*Problem description*
Present the lines below as a Markdown table with the columns "Number" and "Line", skipping blank lines. Include only the part that starts with the line containing "Study the photograph above. Where on each instance of the rocky" and runs through the final line.
**** Raw data ****
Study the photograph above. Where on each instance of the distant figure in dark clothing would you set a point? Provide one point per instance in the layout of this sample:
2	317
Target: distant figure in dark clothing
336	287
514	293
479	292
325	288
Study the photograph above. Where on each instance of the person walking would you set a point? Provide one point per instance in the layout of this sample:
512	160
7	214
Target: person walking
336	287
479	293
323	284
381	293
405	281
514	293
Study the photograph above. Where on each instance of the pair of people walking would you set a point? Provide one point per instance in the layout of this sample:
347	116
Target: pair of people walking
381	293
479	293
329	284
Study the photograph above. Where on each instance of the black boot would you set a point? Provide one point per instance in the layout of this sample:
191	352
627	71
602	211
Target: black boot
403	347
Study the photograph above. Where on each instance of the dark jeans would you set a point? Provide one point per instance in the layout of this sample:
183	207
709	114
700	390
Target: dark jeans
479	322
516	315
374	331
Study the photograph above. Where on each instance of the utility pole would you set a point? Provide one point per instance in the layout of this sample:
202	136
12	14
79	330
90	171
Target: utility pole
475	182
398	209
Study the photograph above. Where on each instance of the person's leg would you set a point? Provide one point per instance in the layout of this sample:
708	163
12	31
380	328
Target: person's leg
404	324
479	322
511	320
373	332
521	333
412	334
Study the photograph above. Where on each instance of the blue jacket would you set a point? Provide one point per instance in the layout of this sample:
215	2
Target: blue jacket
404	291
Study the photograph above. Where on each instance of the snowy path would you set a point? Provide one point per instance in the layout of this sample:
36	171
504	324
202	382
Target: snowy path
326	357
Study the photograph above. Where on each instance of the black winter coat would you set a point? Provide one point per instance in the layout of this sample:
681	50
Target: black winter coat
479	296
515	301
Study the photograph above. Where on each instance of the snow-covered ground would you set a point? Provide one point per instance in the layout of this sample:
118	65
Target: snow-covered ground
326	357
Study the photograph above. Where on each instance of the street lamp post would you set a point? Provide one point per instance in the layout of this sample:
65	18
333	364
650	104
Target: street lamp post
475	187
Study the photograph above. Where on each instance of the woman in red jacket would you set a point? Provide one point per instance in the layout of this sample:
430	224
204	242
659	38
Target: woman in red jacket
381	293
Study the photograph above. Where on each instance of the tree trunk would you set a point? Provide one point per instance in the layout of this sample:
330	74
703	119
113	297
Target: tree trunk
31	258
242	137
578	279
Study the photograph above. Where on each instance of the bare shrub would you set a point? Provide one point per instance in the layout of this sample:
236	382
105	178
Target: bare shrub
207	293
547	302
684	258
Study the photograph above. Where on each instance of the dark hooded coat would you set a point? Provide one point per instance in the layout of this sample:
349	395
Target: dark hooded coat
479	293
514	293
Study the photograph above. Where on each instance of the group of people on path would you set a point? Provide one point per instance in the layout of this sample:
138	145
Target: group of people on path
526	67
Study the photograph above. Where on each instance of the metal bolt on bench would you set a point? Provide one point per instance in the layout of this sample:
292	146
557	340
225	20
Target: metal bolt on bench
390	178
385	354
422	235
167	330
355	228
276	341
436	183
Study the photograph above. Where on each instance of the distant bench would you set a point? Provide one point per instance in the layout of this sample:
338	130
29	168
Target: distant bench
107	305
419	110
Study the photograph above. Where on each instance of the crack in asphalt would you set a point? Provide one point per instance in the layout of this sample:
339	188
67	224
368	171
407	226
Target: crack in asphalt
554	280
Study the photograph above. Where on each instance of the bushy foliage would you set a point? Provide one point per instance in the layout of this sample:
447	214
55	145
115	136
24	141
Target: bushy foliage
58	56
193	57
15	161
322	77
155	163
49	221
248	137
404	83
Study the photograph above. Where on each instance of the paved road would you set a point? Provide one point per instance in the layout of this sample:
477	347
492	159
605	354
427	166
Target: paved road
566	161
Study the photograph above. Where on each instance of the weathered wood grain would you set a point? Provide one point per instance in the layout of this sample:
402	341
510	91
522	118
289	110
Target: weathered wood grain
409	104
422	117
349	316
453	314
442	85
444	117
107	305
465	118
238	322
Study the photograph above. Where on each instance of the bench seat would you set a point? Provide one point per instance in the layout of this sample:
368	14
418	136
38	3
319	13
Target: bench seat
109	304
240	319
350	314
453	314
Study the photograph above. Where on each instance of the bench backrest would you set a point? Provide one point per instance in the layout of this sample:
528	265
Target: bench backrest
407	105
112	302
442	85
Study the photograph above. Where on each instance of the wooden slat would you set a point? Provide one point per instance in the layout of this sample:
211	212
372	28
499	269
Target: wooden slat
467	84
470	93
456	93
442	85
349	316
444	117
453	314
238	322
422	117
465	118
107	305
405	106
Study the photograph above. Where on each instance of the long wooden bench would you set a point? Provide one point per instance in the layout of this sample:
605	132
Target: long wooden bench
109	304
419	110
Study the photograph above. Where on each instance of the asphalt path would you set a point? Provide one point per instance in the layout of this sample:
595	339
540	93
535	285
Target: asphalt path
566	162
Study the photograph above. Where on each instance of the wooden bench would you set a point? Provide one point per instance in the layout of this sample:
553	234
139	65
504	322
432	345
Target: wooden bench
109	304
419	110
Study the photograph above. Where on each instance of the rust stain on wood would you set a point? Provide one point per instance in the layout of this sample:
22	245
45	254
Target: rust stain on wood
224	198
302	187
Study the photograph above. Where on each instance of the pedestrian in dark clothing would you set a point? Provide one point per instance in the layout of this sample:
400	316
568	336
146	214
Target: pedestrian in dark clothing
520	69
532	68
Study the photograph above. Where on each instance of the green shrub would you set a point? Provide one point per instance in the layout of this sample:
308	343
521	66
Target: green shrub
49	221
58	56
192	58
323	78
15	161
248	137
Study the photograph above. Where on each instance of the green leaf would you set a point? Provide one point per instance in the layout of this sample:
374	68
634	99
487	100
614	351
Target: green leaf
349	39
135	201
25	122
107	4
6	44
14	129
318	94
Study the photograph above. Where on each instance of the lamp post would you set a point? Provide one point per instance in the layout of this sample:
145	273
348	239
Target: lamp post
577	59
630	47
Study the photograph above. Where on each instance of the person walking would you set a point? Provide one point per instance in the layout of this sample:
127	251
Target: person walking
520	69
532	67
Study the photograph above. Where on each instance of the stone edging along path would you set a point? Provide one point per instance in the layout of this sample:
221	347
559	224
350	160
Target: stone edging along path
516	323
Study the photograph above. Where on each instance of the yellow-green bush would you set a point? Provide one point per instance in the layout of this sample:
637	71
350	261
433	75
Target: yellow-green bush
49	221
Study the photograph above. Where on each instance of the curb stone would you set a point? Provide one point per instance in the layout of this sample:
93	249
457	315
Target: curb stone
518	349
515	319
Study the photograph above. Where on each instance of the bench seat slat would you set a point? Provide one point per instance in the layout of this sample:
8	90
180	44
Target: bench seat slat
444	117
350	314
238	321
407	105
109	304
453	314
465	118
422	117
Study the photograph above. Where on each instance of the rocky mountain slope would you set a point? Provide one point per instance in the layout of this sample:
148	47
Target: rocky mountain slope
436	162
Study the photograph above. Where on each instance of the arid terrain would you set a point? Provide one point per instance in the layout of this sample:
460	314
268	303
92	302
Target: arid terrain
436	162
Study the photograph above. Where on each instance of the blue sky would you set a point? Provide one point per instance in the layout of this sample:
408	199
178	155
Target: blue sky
****
*Exercise solution*
| Number | Line |
|---|---|
| 1 | Study the photograph above. Where on each instance of the rocky mountain slope would you set a point? Provide one point per instance in the layout of this sample: |
| 2 | 148	47 |
| 3 | Target: rocky mountain slope |
| 4 | 436	162 |
| 5 | Study the photograph above. Where on each instance of the arid terrain would you set a point? Provide one point per instance in the layout of this sample: |
| 6 | 460	314 |
| 7 | 268	303 |
| 8 | 92	302 |
| 9 | Target: arid terrain |
| 10 | 436	162 |
| 11 | Study the photograph above. Where on each instance of the blue sky would you set a point? Provide one point per instance in the layout of this sample: |
| 12 | 408	199 |
| 13 | 178	155 |
| 14 | Target: blue sky |